• _TASK DIRECTIONS_
Reproduce word for word the passage of the article on Bill Frist's global health lecture between "Frist detailed the" and "can get involved.", inclusive.

[EXCERPT Boundary: Start]

Power of one can impact global health: Frist
Former U.S. Sen. Bill Frist, M.D., talked about the impact individuals can make on the global health care scene during the second installment of the Vanderbilt University School of Nursing Centennial Lecture Series last week at Wilson Hall.
Frist, former U.S. Senate Majority leader and incoming Owen School of Management and School of Medicine professor, spends about a third of his time working on various international medical mission projects, which have taken him to Russia, Tanzania, Bangladesh and Mozambique.
It started when Frist was at Stanford University and met Richard Furman, M.D., who encouraged him to get involved.
That one interaction started him down a path that has taken him out of the high-tech atmosphere of medical centers such as Vanderbilt, where he practiced for 10 years, and into more austere environments where the need is the greatest.
“You can do anything with fishing line, a needle, a knife and ketamine,” he said.
Frist detailed the last 20 years of the HIV/AIDS epidemic as an example of a disease that connects the world globally and calls for a united prevention effort.
On the floor of the U.S. Senate in 1996, Frist said that “HIV/AIDS is the greatest moral, humanitarian and public health issue in our lifetime,” and helped launch the U.S. President's Emergency Plan for AIDS Relief (PEPFAR).
While retrovirals are helping millions, he said, “For every one person retreating from the disease, there are four more new people coming in.”
Frist said that two-thirds of all deaths in developing countries are preventable and discussed a variety of ways individuals and groups can get involved.
He strongly believes nursing and medical students should spend at least one month working in health care in a developing country.
On one end of the spectrum, he encouraged audience members to seek out organizations such as the Millenium Group to make investments in Third World countries that meet a variety of requirements that ensure funds will indeed go to providing health care to individuals.
On a smaller level, he suggested people consider participating in “Knit One, Save One,” a grassroots effort to knit caps for newborns in Africa, since a significant number of babies die due to hyperthermia.
“As a national policymaker and an international health care provider, Sen. Frist brings a thought provoking perspective to this crucial and universal issue,” said Colleen Conway-Welch, Ph.D., dean of the School of Nursing.

[EXCERPT Boundary: End]
[STORED DATA Boundary: Start]

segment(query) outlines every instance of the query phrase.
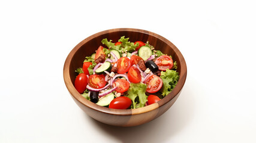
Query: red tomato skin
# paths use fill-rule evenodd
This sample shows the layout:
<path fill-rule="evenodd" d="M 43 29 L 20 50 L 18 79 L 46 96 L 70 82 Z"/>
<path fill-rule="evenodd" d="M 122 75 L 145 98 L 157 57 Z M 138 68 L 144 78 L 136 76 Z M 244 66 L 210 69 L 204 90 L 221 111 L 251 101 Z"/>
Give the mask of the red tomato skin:
<path fill-rule="evenodd" d="M 94 82 L 97 81 L 97 83 Z M 105 76 L 103 74 L 92 74 L 88 79 L 89 86 L 93 88 L 102 88 L 105 86 L 107 82 L 105 81 Z"/>
<path fill-rule="evenodd" d="M 119 97 L 113 100 L 109 104 L 109 108 L 127 109 L 131 105 L 131 100 L 127 97 Z"/>
<path fill-rule="evenodd" d="M 85 73 L 80 73 L 76 77 L 74 86 L 80 94 L 82 94 L 86 89 L 87 80 L 87 76 Z"/>
<path fill-rule="evenodd" d="M 103 51 L 103 46 L 100 46 L 99 48 L 98 48 L 97 51 L 96 51 L 95 57 L 94 58 L 94 60 L 97 59 L 100 56 L 101 56 L 101 54 L 105 55 Z"/>
<path fill-rule="evenodd" d="M 169 61 L 170 63 L 167 64 L 162 64 L 162 61 Z M 156 59 L 155 63 L 158 66 L 158 69 L 159 70 L 163 70 L 163 71 L 165 71 L 166 69 L 171 69 L 171 67 L 173 67 L 173 59 L 170 56 L 168 56 L 168 55 L 161 55 L 158 57 Z"/>
<path fill-rule="evenodd" d="M 158 82 L 158 83 L 153 83 L 153 85 L 149 85 L 149 83 L 150 83 L 150 81 L 152 80 L 156 80 L 156 82 Z M 149 93 L 155 93 L 155 92 L 158 92 L 159 90 L 160 90 L 162 86 L 162 79 L 159 76 L 157 76 L 155 74 L 152 74 L 151 76 L 148 76 L 146 79 L 146 80 L 144 80 L 144 82 L 146 85 L 147 85 L 146 91 Z M 149 86 L 150 86 L 151 87 L 149 88 Z M 154 89 L 155 87 L 156 89 Z"/>
<path fill-rule="evenodd" d="M 92 62 L 84 62 L 83 64 L 83 73 L 88 75 L 89 74 L 89 71 L 88 71 L 88 67 L 90 66 L 90 65 L 92 65 Z"/>
<path fill-rule="evenodd" d="M 142 59 L 141 57 L 135 55 L 132 55 L 131 57 L 131 59 L 130 59 L 130 61 L 131 61 L 131 66 L 132 66 L 134 64 L 137 64 L 138 63 L 138 62 L 140 60 L 143 60 L 143 59 Z M 144 61 L 144 60 L 143 60 Z"/>
<path fill-rule="evenodd" d="M 136 51 L 138 50 L 141 46 L 146 45 L 146 44 L 143 42 L 140 41 L 138 41 L 135 42 L 134 45 L 136 44 L 137 43 L 138 43 L 138 46 L 137 46 L 136 48 L 136 49 L 135 49 Z"/>
<path fill-rule="evenodd" d="M 129 80 L 132 83 L 138 83 L 141 81 L 141 76 L 140 71 L 134 66 L 131 67 L 129 69 L 128 73 L 128 77 Z"/>
<path fill-rule="evenodd" d="M 118 86 L 116 91 L 120 93 L 124 93 L 129 89 L 129 83 L 125 79 L 118 79 L 113 83 L 114 87 Z"/>
<path fill-rule="evenodd" d="M 152 104 L 159 100 L 161 100 L 161 99 L 158 96 L 150 95 L 147 97 L 147 105 Z"/>
<path fill-rule="evenodd" d="M 115 46 L 117 46 L 117 45 L 120 45 L 120 44 L 121 44 L 122 43 L 122 42 L 116 42 L 116 43 L 115 43 Z"/>
<path fill-rule="evenodd" d="M 124 62 L 124 63 L 122 63 Z M 123 74 L 129 71 L 131 67 L 129 59 L 127 57 L 123 57 L 118 59 L 116 62 L 118 64 L 118 73 Z M 123 66 L 125 66 L 125 67 Z"/>

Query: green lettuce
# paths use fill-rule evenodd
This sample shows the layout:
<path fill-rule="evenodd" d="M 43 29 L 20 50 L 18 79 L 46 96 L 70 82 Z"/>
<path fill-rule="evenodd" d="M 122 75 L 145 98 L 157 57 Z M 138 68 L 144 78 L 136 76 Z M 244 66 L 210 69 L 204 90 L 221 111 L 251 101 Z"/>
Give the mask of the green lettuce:
<path fill-rule="evenodd" d="M 81 94 L 82 96 L 86 98 L 86 100 L 91 100 L 90 97 L 89 96 L 89 90 L 88 89 L 86 89 L 82 94 Z"/>
<path fill-rule="evenodd" d="M 128 91 L 127 97 L 132 101 L 133 108 L 143 107 L 147 101 L 147 95 L 146 95 L 146 90 L 147 85 L 143 83 L 131 83 Z M 138 98 L 138 101 L 137 101 Z"/>
<path fill-rule="evenodd" d="M 125 36 L 122 36 L 118 42 L 121 42 L 122 44 L 118 45 L 115 45 L 115 43 L 112 42 L 112 40 L 107 41 L 107 38 L 103 39 L 101 41 L 103 44 L 106 45 L 110 49 L 114 49 L 122 53 L 123 52 L 128 51 L 132 52 L 135 51 L 136 47 L 138 46 L 138 43 L 134 45 L 134 42 L 128 41 L 129 38 L 125 38 Z"/>
<path fill-rule="evenodd" d="M 161 72 L 160 77 L 162 80 L 162 95 L 165 97 L 176 86 L 179 79 L 179 73 L 167 69 L 166 72 Z"/>

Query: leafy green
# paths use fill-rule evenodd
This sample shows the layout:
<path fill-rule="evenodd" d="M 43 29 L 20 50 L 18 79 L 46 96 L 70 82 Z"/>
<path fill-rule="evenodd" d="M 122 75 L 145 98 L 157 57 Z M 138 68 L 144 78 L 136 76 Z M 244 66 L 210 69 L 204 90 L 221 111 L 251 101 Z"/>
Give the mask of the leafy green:
<path fill-rule="evenodd" d="M 78 73 L 79 74 L 80 73 L 83 73 L 83 70 L 82 68 L 77 68 L 75 72 Z"/>
<path fill-rule="evenodd" d="M 171 92 L 177 85 L 179 79 L 179 73 L 175 70 L 166 69 L 166 72 L 161 72 L 161 79 L 162 80 L 162 95 L 165 97 Z"/>
<path fill-rule="evenodd" d="M 122 53 L 123 52 L 128 51 L 131 52 L 135 51 L 136 47 L 138 46 L 138 43 L 137 43 L 134 45 L 134 42 L 131 42 L 128 41 L 129 38 L 125 38 L 125 36 L 122 36 L 120 39 L 118 40 L 118 42 L 121 42 L 122 44 L 118 45 L 115 45 L 115 43 L 112 42 L 112 40 L 109 41 L 107 41 L 107 38 L 103 39 L 101 41 L 101 42 L 106 45 L 110 49 L 114 49 L 118 51 L 119 52 Z"/>
<path fill-rule="evenodd" d="M 89 96 L 89 90 L 88 89 L 86 89 L 82 94 L 81 94 L 82 96 L 86 98 L 86 100 L 91 100 L 90 97 Z"/>
<path fill-rule="evenodd" d="M 147 95 L 146 95 L 146 90 L 147 89 L 147 85 L 145 84 L 139 83 L 131 83 L 129 85 L 129 90 L 128 91 L 127 97 L 132 101 L 133 108 L 138 108 L 143 107 L 145 105 L 146 102 L 147 101 Z M 135 98 L 138 97 L 139 102 L 135 101 Z"/>

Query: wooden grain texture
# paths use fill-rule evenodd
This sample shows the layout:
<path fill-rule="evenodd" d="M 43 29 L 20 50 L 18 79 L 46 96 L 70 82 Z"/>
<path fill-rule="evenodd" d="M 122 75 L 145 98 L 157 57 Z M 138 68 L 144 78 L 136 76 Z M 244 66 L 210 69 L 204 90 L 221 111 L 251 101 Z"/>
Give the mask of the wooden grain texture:
<path fill-rule="evenodd" d="M 176 61 L 180 79 L 173 90 L 162 100 L 149 106 L 137 109 L 116 110 L 99 106 L 83 98 L 75 89 L 74 82 L 77 75 L 74 71 L 82 67 L 85 57 L 95 52 L 101 40 L 107 38 L 116 42 L 120 37 L 129 38 L 135 42 L 149 41 L 156 50 L 172 56 Z M 115 29 L 93 35 L 76 45 L 68 55 L 64 64 L 64 78 L 66 86 L 76 104 L 87 114 L 104 123 L 118 126 L 134 126 L 149 122 L 164 113 L 174 104 L 179 97 L 186 77 L 186 65 L 182 54 L 168 40 L 156 33 L 135 29 Z"/>

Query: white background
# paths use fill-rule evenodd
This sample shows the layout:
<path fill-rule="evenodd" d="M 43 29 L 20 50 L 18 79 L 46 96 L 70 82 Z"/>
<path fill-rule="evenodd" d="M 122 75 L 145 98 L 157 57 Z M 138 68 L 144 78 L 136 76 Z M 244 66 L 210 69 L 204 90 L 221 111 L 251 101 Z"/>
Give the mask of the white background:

[STORED DATA Boundary: End]

• _EXERCISE ANSWER_
Frist detailed the last 20 years of the HIV/AIDS epidemic as an example of a disease that connects the world globally and calls for a united prevention effort.
On the floor of the U.S. Senate in 1996, Frist said that “HIV/AIDS is the greatest moral, humanitarian and public health issue in our lifetime,” and helped launch the U.S. President's Emergency Plan for AIDS Relief (PEPFAR).
While retrovirals are helping millions, he said, “For every one person retreating from the disease, there are four more new people coming in.”
Frist said that two-thirds of all deaths in developing countries are preventable and discussed a variety of ways individuals and groups can get involved.